_AIM OF THE EXERCISE_:
Which lines in the material below contain the word "rusty"? Return each one in full.

_INPUT FOR THIS TASK_:
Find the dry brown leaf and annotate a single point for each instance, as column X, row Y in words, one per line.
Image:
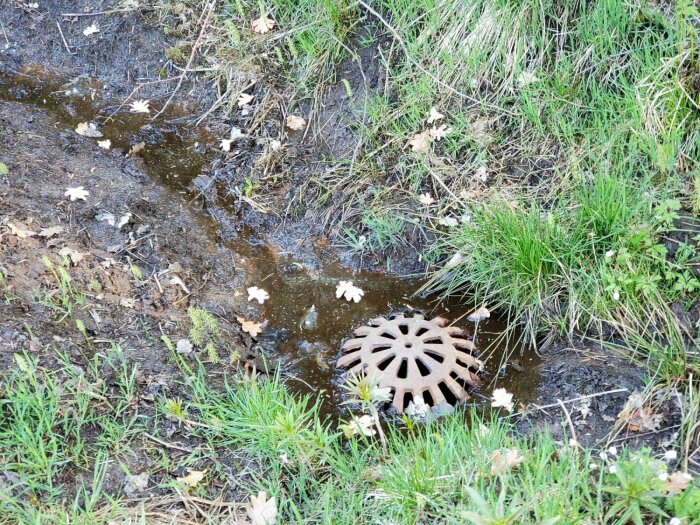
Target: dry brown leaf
column 136, row 148
column 296, row 123
column 438, row 133
column 434, row 116
column 193, row 478
column 75, row 255
column 678, row 482
column 244, row 99
column 500, row 464
column 50, row 231
column 263, row 24
column 20, row 231
column 250, row 327
column 88, row 129
column 262, row 511
column 420, row 143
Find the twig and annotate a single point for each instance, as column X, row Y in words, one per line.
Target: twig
column 572, row 400
column 568, row 420
column 98, row 13
column 181, row 77
column 168, row 445
column 63, row 38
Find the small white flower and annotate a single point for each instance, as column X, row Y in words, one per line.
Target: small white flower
column 361, row 425
column 91, row 29
column 77, row 193
column 140, row 106
column 448, row 221
column 502, row 398
column 349, row 291
column 257, row 294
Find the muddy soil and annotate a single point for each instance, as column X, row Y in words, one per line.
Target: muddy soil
column 139, row 279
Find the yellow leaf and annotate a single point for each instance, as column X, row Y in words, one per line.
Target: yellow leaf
column 193, row 478
column 263, row 24
column 296, row 123
column 250, row 327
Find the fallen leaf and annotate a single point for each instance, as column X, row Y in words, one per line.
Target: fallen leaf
column 438, row 133
column 76, row 193
column 50, row 231
column 88, row 129
column 193, row 478
column 263, row 24
column 262, row 511
column 501, row 398
column 349, row 291
column 128, row 303
column 258, row 294
column 678, row 482
column 456, row 259
column 434, row 116
column 296, row 123
column 244, row 99
column 526, row 78
column 176, row 281
column 250, row 327
column 420, row 143
column 91, row 29
column 136, row 148
column 140, row 106
column 479, row 314
column 426, row 199
column 448, row 221
column 418, row 408
column 136, row 484
column 480, row 174
column 360, row 425
column 500, row 464
column 106, row 216
column 183, row 347
column 74, row 255
column 20, row 232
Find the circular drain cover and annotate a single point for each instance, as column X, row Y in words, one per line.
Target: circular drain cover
column 414, row 357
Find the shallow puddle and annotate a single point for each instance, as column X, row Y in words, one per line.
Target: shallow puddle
column 173, row 158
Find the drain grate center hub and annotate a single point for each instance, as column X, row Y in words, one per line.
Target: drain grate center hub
column 414, row 357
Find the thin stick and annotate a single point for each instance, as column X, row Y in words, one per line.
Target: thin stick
column 568, row 420
column 195, row 47
column 168, row 445
column 98, row 13
column 64, row 39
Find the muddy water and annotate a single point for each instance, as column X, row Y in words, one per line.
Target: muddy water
column 174, row 157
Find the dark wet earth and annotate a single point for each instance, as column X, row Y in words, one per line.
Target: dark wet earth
column 209, row 245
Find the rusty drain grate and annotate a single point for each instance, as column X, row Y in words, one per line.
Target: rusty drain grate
column 414, row 357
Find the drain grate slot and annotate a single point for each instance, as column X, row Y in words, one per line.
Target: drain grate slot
column 414, row 357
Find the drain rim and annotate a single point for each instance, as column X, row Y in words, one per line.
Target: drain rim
column 370, row 347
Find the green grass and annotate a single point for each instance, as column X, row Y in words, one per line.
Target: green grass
column 62, row 422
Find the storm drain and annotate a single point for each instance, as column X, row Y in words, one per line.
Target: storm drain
column 414, row 357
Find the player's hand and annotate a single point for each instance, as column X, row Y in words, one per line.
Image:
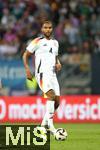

_RESULT BELOW_:
Find the rusty drain grate and annotate a single point for each instance, as column X, row Y in words, one per line.
Target: rusty drain grate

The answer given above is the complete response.